Text: Begin

Geothermics is a hot topic in more ways than one! With the search on for alternative forms of energy, geothermics is shaping up to be a major contributor in the future.
So what is geothermics? It is the study of geothermal energy, which is the interior heat of the earth. The word comes from two Greek words: geo, meaning earth, and therme, meaning heat.
Most people are familiar with geothermal energy through phenomena such as hot springs, hot mud pools, geysers, and of course, volcanoes and fumaroles (which are holes near volcanoes through which steam and hot gases shoot out).
The heat is produced in the earth's crust and upper mantle largely by decaying radioactive elements such as uranium and potassium. The heat radiates upwards and heats underground rocks and underground water to produce hot water and steam. The heat escapes to the surface in areas where two tectonic plates meet or where the earth's crust is thin. Even outside these areas, the heat even a short distance underground can be useful enough to heat buildings through heat pump systems.

Text: End
Supplied records: Begin

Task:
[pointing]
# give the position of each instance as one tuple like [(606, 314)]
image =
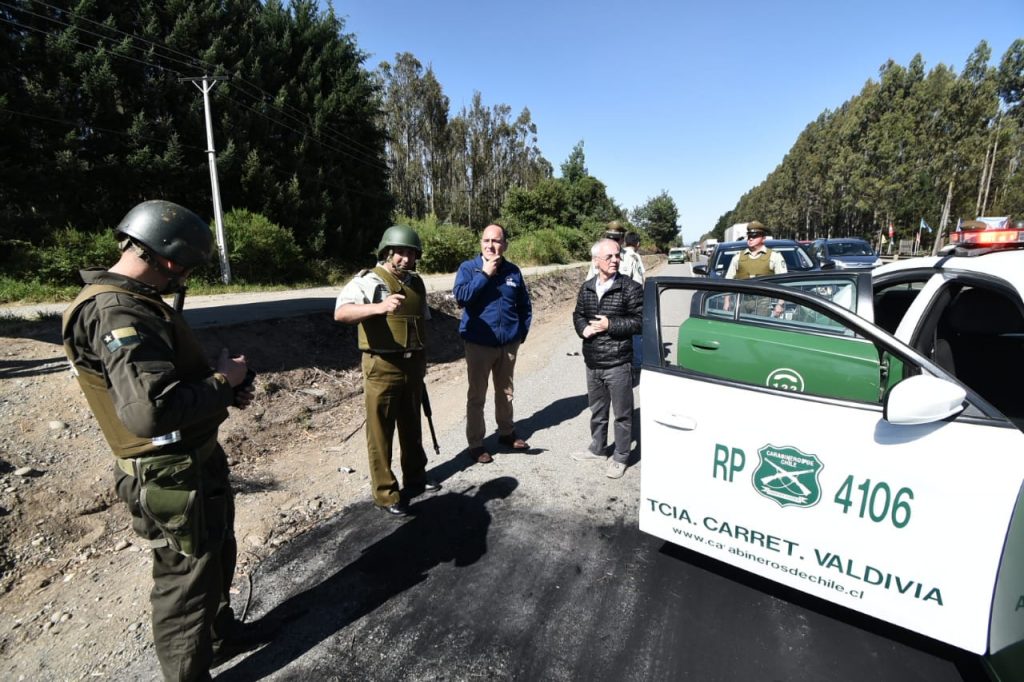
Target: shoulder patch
[(124, 336)]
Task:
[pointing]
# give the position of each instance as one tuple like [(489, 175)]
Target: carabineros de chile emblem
[(787, 476)]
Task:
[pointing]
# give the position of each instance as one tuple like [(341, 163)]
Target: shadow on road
[(445, 527), (560, 411)]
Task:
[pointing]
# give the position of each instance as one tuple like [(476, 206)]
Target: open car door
[(785, 434)]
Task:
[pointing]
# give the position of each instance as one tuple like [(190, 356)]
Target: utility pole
[(218, 214)]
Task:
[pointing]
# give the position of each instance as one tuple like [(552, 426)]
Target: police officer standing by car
[(757, 259), (159, 405), (389, 304)]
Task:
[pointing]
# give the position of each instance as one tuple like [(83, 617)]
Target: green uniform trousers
[(393, 389), (189, 597)]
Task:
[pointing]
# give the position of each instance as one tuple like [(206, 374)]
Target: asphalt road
[(532, 568)]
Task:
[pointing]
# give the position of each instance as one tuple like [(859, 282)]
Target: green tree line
[(911, 145), (95, 117), (315, 154)]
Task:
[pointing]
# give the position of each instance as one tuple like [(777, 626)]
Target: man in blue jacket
[(496, 320)]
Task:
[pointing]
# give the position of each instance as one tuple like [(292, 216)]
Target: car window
[(978, 337), (722, 260), (774, 342), (850, 249), (892, 302)]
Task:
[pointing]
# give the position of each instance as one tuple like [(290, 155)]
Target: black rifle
[(430, 419)]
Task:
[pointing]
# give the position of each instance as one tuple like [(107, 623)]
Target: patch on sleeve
[(119, 338)]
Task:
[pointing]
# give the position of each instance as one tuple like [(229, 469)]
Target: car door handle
[(705, 344), (675, 421)]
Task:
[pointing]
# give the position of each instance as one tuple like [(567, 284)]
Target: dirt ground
[(74, 579)]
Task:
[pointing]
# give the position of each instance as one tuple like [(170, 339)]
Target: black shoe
[(397, 509), (241, 638), (429, 485), (513, 441)]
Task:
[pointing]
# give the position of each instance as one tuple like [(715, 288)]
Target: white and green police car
[(853, 435)]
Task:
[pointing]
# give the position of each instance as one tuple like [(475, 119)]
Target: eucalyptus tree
[(658, 217)]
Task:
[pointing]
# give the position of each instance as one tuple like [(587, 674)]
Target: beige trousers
[(481, 363)]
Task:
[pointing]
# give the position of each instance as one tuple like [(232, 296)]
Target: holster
[(171, 496)]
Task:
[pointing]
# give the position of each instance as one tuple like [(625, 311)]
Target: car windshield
[(850, 249), (795, 257)]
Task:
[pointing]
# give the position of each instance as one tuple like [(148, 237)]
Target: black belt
[(393, 353)]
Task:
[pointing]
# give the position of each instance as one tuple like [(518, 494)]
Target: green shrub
[(260, 251), (71, 251), (577, 242), (539, 248)]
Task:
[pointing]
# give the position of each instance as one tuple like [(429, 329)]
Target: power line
[(192, 62), (78, 124)]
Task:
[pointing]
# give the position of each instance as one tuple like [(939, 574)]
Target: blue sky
[(700, 99)]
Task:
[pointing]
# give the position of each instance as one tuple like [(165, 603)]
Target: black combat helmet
[(169, 230), (399, 236)]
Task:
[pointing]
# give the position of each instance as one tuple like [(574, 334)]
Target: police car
[(853, 435)]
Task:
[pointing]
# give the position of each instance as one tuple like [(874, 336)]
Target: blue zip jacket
[(497, 309)]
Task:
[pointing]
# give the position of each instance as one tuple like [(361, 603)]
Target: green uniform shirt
[(137, 343)]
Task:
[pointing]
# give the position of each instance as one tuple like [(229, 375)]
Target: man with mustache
[(496, 320)]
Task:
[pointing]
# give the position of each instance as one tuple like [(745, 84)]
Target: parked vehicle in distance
[(797, 259), (677, 255), (846, 253), (708, 246)]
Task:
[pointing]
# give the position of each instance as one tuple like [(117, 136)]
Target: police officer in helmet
[(389, 304), (159, 403)]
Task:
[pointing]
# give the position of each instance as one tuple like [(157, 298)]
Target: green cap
[(399, 236)]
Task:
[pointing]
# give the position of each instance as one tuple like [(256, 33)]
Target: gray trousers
[(610, 387)]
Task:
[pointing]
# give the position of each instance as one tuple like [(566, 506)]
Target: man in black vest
[(159, 405), (608, 313), (389, 304)]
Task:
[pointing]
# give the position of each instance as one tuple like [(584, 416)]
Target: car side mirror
[(923, 399)]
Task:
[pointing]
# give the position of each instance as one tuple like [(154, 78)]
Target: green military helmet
[(614, 230), (169, 230), (399, 236)]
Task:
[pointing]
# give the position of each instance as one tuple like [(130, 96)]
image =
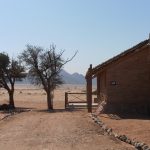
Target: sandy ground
[(38, 129), (136, 127)]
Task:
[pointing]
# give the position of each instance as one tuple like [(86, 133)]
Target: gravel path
[(59, 130)]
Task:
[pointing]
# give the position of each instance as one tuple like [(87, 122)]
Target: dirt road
[(59, 130)]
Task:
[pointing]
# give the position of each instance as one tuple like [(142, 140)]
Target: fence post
[(66, 99)]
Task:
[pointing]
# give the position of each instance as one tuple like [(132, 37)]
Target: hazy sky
[(98, 29)]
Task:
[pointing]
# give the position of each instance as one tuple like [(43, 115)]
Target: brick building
[(123, 81)]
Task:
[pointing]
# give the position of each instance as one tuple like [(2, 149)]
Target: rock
[(145, 147)]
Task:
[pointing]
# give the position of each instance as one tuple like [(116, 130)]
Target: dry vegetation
[(61, 129)]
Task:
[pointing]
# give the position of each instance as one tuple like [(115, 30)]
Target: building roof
[(123, 54)]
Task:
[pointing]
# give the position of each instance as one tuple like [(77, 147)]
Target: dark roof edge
[(117, 57)]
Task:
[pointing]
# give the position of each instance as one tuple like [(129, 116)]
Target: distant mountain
[(74, 78)]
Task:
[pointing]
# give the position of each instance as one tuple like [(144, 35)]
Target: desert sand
[(61, 129)]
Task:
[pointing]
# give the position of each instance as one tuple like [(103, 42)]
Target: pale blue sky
[(98, 29)]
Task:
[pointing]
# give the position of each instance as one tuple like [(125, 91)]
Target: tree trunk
[(11, 99), (49, 100)]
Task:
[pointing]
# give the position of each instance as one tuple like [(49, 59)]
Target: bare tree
[(44, 67), (10, 70)]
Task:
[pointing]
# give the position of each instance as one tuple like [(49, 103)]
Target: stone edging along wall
[(138, 145)]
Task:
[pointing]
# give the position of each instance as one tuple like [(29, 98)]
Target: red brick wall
[(132, 77)]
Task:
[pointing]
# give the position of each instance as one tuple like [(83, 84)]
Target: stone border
[(138, 145)]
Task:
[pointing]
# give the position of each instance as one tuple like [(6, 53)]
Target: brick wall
[(127, 81)]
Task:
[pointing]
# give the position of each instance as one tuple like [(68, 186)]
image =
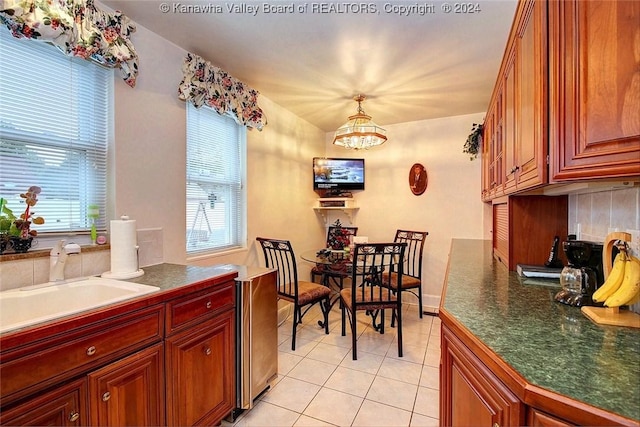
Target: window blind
[(216, 194), (55, 121)]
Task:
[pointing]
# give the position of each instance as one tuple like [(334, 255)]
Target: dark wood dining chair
[(278, 254), (369, 292), (336, 273), (412, 269)]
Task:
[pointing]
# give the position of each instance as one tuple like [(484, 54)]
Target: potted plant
[(20, 233), (474, 141), (340, 237), (6, 220)]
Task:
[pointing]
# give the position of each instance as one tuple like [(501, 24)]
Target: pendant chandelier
[(359, 132)]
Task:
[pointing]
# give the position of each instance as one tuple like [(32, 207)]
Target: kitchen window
[(55, 124), (216, 172)]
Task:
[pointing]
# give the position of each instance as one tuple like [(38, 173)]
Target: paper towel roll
[(124, 250)]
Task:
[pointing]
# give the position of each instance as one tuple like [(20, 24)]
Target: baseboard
[(431, 304)]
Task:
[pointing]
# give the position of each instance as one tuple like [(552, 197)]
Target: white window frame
[(216, 219), (56, 122)]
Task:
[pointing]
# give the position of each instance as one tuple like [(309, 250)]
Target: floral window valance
[(78, 28), (206, 84)]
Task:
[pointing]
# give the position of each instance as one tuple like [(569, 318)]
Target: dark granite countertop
[(549, 344), (174, 276)]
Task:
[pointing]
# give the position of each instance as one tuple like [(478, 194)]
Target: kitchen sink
[(38, 303)]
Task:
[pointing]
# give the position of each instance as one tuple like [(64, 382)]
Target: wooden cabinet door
[(529, 166), (470, 394), (594, 89), (63, 406), (129, 392), (506, 176), (200, 372)]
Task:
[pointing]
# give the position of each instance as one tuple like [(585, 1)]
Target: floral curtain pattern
[(78, 28), (206, 84)]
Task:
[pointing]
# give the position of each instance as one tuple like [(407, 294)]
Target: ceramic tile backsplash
[(151, 251), (26, 272), (592, 216), (16, 274)]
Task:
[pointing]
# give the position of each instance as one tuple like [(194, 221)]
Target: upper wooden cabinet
[(566, 104), (594, 55), (515, 150)]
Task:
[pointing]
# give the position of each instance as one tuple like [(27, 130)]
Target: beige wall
[(149, 161), (148, 178), (449, 208), (150, 169)]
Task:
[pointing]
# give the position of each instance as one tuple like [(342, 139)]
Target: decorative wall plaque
[(418, 179)]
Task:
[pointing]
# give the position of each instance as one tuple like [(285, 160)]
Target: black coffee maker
[(583, 275)]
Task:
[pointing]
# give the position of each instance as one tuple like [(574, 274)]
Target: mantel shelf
[(323, 211)]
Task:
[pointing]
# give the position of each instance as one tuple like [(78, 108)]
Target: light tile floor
[(320, 385)]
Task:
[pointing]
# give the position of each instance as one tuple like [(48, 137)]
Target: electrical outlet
[(634, 244)]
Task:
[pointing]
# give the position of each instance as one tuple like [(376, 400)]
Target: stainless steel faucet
[(58, 257)]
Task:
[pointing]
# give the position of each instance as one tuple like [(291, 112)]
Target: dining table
[(335, 261), (330, 261)]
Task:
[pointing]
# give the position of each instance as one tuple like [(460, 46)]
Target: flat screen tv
[(335, 175)]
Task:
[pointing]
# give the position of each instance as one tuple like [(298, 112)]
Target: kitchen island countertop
[(550, 345)]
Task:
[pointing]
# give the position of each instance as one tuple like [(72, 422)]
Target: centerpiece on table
[(339, 238), (16, 232)]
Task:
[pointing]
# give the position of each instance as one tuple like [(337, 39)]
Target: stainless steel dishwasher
[(256, 333)]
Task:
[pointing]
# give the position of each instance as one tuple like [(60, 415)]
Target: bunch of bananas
[(622, 287)]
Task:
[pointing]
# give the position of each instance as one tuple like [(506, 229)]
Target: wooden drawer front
[(75, 352), (199, 306)]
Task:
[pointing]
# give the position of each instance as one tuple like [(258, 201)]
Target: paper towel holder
[(126, 275), (117, 273)]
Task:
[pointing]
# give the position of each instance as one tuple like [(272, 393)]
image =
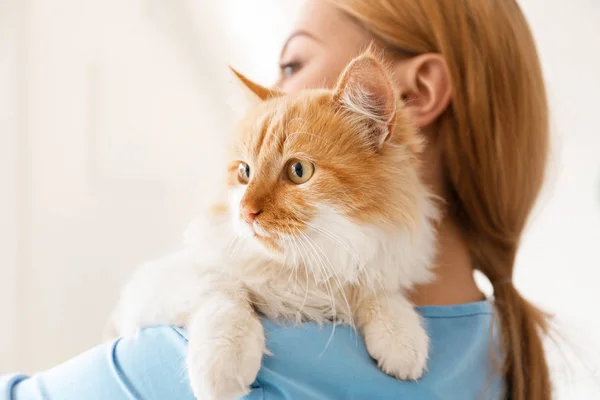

Supplied records: End

Can you quote the stretch of the geothermics text from "Most people are" through "gases shoot out).", word for word? The rows have no connection to the text on geothermics.

Exercise response
Most people are familiar with geothermal energy through phenomena such as hot springs, hot mud pools, geysers, and of course, volcanoes and fumaroles (which are holes near volcanoes through which steam and hot gases shoot out).